= Exercise materials =
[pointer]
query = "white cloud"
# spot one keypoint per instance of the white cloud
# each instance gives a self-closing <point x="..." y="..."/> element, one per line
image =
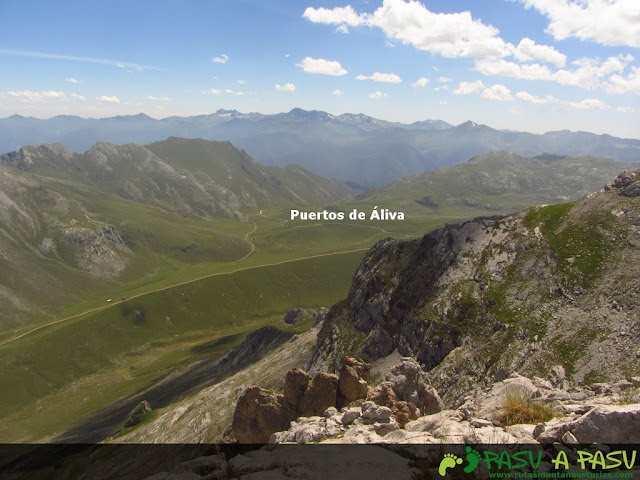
<point x="29" y="95"/>
<point x="287" y="87"/>
<point x="381" y="77"/>
<point x="529" y="98"/>
<point x="497" y="92"/>
<point x="321" y="66"/>
<point x="339" y="15"/>
<point x="447" y="34"/>
<point x="221" y="59"/>
<point x="216" y="91"/>
<point x="73" y="58"/>
<point x="619" y="84"/>
<point x="467" y="88"/>
<point x="588" y="74"/>
<point x="377" y="94"/>
<point x="608" y="22"/>
<point x="108" y="99"/>
<point x="503" y="68"/>
<point x="421" y="82"/>
<point x="591" y="71"/>
<point x="528" y="50"/>
<point x="589" y="104"/>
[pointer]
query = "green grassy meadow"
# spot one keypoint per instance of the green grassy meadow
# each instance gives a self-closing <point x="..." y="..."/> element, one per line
<point x="241" y="276"/>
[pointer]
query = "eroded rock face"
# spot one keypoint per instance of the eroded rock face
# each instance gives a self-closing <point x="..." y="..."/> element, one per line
<point x="295" y="384"/>
<point x="404" y="412"/>
<point x="609" y="424"/>
<point x="321" y="394"/>
<point x="627" y="184"/>
<point x="352" y="382"/>
<point x="410" y="384"/>
<point x="258" y="414"/>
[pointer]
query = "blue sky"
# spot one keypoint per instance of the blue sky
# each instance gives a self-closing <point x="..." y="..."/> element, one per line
<point x="534" y="65"/>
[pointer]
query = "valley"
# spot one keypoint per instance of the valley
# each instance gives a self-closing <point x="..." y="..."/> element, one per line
<point x="189" y="275"/>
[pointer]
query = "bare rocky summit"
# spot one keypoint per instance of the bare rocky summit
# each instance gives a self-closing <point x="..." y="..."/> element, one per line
<point x="478" y="301"/>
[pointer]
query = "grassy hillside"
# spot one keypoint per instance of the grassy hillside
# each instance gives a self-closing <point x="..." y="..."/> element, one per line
<point x="81" y="228"/>
<point x="116" y="351"/>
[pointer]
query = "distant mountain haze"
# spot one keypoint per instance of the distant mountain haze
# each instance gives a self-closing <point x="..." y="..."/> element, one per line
<point x="353" y="149"/>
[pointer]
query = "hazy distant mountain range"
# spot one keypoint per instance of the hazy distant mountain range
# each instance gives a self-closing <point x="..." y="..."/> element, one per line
<point x="72" y="224"/>
<point x="354" y="149"/>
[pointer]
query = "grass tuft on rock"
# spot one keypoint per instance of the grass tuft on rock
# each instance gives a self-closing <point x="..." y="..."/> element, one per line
<point x="518" y="406"/>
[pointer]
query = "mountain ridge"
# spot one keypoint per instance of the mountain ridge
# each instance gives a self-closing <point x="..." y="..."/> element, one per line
<point x="348" y="148"/>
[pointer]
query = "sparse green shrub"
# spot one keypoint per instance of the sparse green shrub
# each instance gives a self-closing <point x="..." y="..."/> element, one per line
<point x="518" y="406"/>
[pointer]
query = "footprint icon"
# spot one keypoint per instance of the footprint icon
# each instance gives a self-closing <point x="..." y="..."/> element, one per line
<point x="449" y="461"/>
<point x="473" y="457"/>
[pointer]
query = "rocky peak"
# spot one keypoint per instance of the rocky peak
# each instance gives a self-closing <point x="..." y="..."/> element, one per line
<point x="627" y="184"/>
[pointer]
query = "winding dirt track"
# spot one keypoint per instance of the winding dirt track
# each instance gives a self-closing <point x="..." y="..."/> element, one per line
<point x="255" y="227"/>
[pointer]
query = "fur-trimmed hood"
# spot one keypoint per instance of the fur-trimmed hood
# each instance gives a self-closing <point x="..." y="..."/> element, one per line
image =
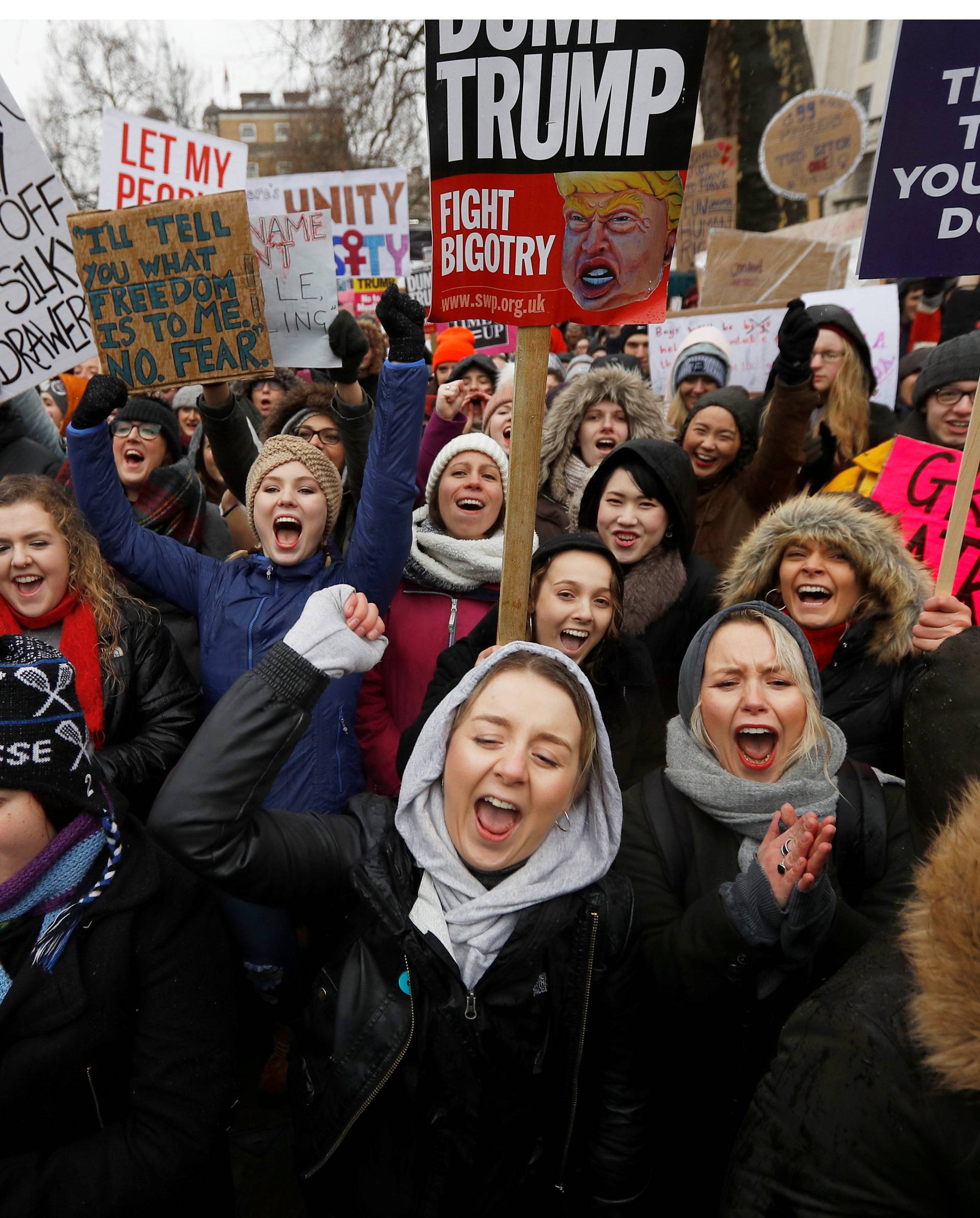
<point x="896" y="584"/>
<point x="943" y="945"/>
<point x="561" y="423"/>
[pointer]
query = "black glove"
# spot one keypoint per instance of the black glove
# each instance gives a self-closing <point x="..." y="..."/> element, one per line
<point x="102" y="398"/>
<point x="798" y="334"/>
<point x="350" y="344"/>
<point x="405" y="324"/>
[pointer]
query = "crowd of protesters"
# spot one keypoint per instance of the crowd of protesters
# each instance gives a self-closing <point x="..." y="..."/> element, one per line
<point x="670" y="905"/>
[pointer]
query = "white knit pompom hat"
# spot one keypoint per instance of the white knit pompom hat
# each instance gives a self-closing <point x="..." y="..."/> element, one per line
<point x="475" y="443"/>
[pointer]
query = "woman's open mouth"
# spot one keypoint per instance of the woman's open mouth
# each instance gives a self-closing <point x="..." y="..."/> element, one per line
<point x="496" y="819"/>
<point x="29" y="585"/>
<point x="756" y="746"/>
<point x="596" y="278"/>
<point x="814" y="595"/>
<point x="288" y="531"/>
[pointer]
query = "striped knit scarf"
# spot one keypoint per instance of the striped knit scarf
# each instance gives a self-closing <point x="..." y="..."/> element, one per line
<point x="53" y="886"/>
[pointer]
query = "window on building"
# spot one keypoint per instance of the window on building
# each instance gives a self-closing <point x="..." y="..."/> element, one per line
<point x="872" y="39"/>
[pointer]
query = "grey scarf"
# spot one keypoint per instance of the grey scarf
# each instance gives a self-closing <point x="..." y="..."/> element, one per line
<point x="475" y="922"/>
<point x="747" y="807"/>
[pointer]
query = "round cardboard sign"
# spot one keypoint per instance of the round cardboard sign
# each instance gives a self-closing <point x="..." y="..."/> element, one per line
<point x="813" y="144"/>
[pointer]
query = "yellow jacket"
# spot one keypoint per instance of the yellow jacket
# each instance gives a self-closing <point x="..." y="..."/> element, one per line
<point x="864" y="472"/>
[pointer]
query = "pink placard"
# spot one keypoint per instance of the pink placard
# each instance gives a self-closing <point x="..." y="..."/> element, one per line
<point x="917" y="485"/>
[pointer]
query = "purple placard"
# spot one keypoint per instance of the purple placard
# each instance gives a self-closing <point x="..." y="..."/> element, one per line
<point x="929" y="148"/>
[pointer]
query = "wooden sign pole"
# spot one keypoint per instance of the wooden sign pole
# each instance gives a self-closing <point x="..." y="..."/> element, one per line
<point x="962" y="500"/>
<point x="530" y="383"/>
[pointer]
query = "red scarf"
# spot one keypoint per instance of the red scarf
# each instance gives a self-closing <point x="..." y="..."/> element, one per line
<point x="80" y="646"/>
<point x="824" y="641"/>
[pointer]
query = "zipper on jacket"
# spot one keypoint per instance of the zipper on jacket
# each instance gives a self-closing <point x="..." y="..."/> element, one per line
<point x="389" y="1074"/>
<point x="95" y="1098"/>
<point x="595" y="931"/>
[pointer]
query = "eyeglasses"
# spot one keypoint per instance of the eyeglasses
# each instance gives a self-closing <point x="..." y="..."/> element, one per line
<point x="953" y="396"/>
<point x="146" y="430"/>
<point x="326" y="435"/>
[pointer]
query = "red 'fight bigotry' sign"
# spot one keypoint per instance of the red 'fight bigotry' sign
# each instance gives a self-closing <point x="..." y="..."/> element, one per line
<point x="146" y="162"/>
<point x="558" y="153"/>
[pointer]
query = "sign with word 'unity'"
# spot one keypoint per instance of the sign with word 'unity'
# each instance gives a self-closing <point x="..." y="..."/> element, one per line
<point x="558" y="152"/>
<point x="923" y="212"/>
<point x="917" y="486"/>
<point x="145" y="161"/>
<point x="173" y="291"/>
<point x="368" y="211"/>
<point x="44" y="324"/>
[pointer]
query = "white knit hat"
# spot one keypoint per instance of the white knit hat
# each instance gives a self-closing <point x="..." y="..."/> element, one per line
<point x="475" y="443"/>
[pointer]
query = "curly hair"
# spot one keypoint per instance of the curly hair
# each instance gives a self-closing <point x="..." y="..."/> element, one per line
<point x="90" y="578"/>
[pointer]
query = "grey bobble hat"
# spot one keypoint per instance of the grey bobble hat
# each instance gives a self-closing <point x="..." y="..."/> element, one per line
<point x="951" y="361"/>
<point x="693" y="667"/>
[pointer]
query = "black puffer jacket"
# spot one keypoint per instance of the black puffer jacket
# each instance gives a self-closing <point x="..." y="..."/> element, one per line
<point x="150" y="712"/>
<point x="627" y="695"/>
<point x="116" y="1067"/>
<point x="409" y="1092"/>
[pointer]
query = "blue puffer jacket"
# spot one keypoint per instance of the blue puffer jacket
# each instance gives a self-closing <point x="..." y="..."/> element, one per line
<point x="248" y="604"/>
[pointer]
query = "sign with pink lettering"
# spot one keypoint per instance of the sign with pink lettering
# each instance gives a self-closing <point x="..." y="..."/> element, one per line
<point x="368" y="210"/>
<point x="917" y="485"/>
<point x="146" y="162"/>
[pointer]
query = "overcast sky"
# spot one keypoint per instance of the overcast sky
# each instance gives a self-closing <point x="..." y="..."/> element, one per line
<point x="211" y="46"/>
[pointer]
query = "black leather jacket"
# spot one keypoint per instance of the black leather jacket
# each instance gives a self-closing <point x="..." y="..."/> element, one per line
<point x="414" y="1095"/>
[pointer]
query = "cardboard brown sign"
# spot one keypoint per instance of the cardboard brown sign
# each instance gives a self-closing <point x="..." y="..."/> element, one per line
<point x="173" y="291"/>
<point x="747" y="269"/>
<point x="710" y="198"/>
<point x="813" y="144"/>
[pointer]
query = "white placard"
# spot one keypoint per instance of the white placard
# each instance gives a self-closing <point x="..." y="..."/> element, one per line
<point x="44" y="322"/>
<point x="751" y="336"/>
<point x="146" y="162"/>
<point x="296" y="267"/>
<point x="368" y="209"/>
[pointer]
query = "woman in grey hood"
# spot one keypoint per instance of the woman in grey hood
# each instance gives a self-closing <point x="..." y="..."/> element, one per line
<point x="761" y="858"/>
<point x="476" y="1027"/>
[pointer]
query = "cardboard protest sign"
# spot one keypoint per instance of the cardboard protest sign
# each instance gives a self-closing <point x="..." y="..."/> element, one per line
<point x="419" y="284"/>
<point x="368" y="210"/>
<point x="710" y="199"/>
<point x="748" y="267"/>
<point x="145" y="161"/>
<point x="923" y="210"/>
<point x="751" y="334"/>
<point x="296" y="267"/>
<point x="813" y="144"/>
<point x="557" y="152"/>
<point x="917" y="485"/>
<point x="491" y="338"/>
<point x="44" y="323"/>
<point x="173" y="291"/>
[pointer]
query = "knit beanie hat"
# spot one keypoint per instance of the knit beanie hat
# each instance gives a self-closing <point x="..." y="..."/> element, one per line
<point x="145" y="409"/>
<point x="956" y="360"/>
<point x="43" y="734"/>
<point x="702" y="360"/>
<point x="280" y="451"/>
<point x="475" y="443"/>
<point x="453" y="345"/>
<point x="187" y="396"/>
<point x="693" y="667"/>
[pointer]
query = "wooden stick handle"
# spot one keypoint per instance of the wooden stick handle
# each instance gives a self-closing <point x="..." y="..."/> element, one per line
<point x="530" y="383"/>
<point x="962" y="499"/>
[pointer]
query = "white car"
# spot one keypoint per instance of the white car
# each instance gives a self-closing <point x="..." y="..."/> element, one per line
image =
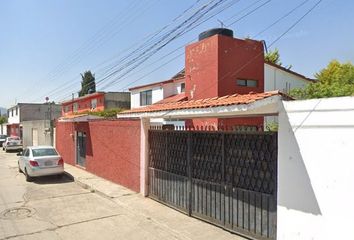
<point x="12" y="143"/>
<point x="40" y="161"/>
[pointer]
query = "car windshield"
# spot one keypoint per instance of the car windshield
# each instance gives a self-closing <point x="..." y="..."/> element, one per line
<point x="40" y="152"/>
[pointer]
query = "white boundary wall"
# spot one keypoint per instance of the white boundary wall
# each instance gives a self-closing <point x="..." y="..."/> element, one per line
<point x="316" y="169"/>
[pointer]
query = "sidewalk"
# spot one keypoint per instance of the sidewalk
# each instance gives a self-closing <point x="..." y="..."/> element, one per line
<point x="179" y="225"/>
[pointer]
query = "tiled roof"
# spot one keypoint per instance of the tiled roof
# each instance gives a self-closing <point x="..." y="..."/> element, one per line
<point x="173" y="98"/>
<point x="290" y="71"/>
<point x="227" y="100"/>
<point x="71" y="116"/>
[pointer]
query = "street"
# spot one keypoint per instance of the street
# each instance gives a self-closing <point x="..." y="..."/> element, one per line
<point x="52" y="208"/>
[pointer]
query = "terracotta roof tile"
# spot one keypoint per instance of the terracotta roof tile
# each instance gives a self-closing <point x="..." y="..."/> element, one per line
<point x="173" y="98"/>
<point x="227" y="100"/>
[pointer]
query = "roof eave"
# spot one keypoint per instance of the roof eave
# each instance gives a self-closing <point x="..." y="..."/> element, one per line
<point x="264" y="107"/>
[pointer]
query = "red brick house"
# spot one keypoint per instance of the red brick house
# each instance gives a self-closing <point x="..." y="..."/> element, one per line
<point x="94" y="102"/>
<point x="219" y="65"/>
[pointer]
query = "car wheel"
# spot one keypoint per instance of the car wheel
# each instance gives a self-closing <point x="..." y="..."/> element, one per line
<point x="28" y="178"/>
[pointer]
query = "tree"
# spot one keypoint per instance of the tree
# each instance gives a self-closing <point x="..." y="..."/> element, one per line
<point x="335" y="80"/>
<point x="88" y="84"/>
<point x="273" y="57"/>
<point x="3" y="120"/>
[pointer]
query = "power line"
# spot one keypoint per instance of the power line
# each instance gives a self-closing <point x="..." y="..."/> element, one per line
<point x="146" y="42"/>
<point x="271" y="44"/>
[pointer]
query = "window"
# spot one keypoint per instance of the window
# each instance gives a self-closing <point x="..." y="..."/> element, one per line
<point x="41" y="152"/>
<point x="75" y="107"/>
<point x="94" y="103"/>
<point x="146" y="98"/>
<point x="247" y="82"/>
<point x="183" y="87"/>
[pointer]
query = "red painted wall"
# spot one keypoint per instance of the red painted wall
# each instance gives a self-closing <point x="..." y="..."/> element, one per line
<point x="213" y="66"/>
<point x="65" y="141"/>
<point x="112" y="149"/>
<point x="14" y="130"/>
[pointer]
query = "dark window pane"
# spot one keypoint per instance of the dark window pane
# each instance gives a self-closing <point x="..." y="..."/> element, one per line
<point x="241" y="82"/>
<point x="252" y="83"/>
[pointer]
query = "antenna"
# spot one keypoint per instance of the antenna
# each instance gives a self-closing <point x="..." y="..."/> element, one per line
<point x="221" y="23"/>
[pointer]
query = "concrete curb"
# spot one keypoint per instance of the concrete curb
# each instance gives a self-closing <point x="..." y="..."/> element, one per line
<point x="89" y="187"/>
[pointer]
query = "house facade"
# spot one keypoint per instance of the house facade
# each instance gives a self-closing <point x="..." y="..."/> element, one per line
<point x="218" y="65"/>
<point x="23" y="112"/>
<point x="95" y="102"/>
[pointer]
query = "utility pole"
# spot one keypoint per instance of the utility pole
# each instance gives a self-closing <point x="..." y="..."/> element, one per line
<point x="50" y="118"/>
<point x="51" y="124"/>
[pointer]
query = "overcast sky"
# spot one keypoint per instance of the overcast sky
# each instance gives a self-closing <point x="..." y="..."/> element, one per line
<point x="44" y="44"/>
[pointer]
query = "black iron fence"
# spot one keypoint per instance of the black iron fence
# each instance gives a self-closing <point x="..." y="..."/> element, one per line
<point x="226" y="178"/>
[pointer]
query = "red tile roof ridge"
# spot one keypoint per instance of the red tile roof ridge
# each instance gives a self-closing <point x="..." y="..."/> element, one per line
<point x="226" y="100"/>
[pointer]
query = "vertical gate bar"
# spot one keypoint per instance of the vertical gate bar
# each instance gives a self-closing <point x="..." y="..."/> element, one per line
<point x="189" y="169"/>
<point x="223" y="185"/>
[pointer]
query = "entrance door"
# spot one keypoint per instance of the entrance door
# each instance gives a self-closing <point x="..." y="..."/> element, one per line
<point x="34" y="137"/>
<point x="226" y="178"/>
<point x="81" y="149"/>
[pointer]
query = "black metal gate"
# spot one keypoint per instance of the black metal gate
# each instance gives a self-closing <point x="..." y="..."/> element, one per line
<point x="226" y="178"/>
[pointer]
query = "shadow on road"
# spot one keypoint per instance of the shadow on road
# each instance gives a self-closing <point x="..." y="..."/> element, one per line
<point x="65" y="178"/>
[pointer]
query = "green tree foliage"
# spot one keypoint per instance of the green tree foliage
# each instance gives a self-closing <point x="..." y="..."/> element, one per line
<point x="273" y="57"/>
<point x="109" y="113"/>
<point x="3" y="120"/>
<point x="88" y="84"/>
<point x="335" y="80"/>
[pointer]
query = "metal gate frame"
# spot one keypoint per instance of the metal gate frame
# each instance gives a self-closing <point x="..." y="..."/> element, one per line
<point x="225" y="178"/>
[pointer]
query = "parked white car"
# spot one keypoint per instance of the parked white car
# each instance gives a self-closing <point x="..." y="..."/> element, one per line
<point x="40" y="161"/>
<point x="2" y="139"/>
<point x="12" y="143"/>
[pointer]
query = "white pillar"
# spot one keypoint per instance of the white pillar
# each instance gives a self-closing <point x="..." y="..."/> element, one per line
<point x="144" y="156"/>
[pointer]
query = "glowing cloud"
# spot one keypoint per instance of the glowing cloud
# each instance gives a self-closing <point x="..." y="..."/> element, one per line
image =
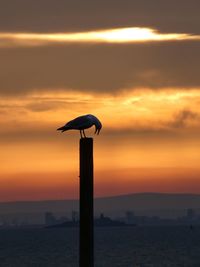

= Your assignment =
Reproduce the entries above exactly, but only the lines between the line holding "# spot one keypoint per instance of the car wheel" and the line holding "# spot one keypoint per instance of the tree", inclusive.

= Response =
# spot one keypoint per instance of the car wheel
# each instance gives a self-closing <point x="..." y="..."/> element, one per line
<point x="28" y="178"/>
[pointer]
query = "tree"
# spot one keypoint per instance of the tree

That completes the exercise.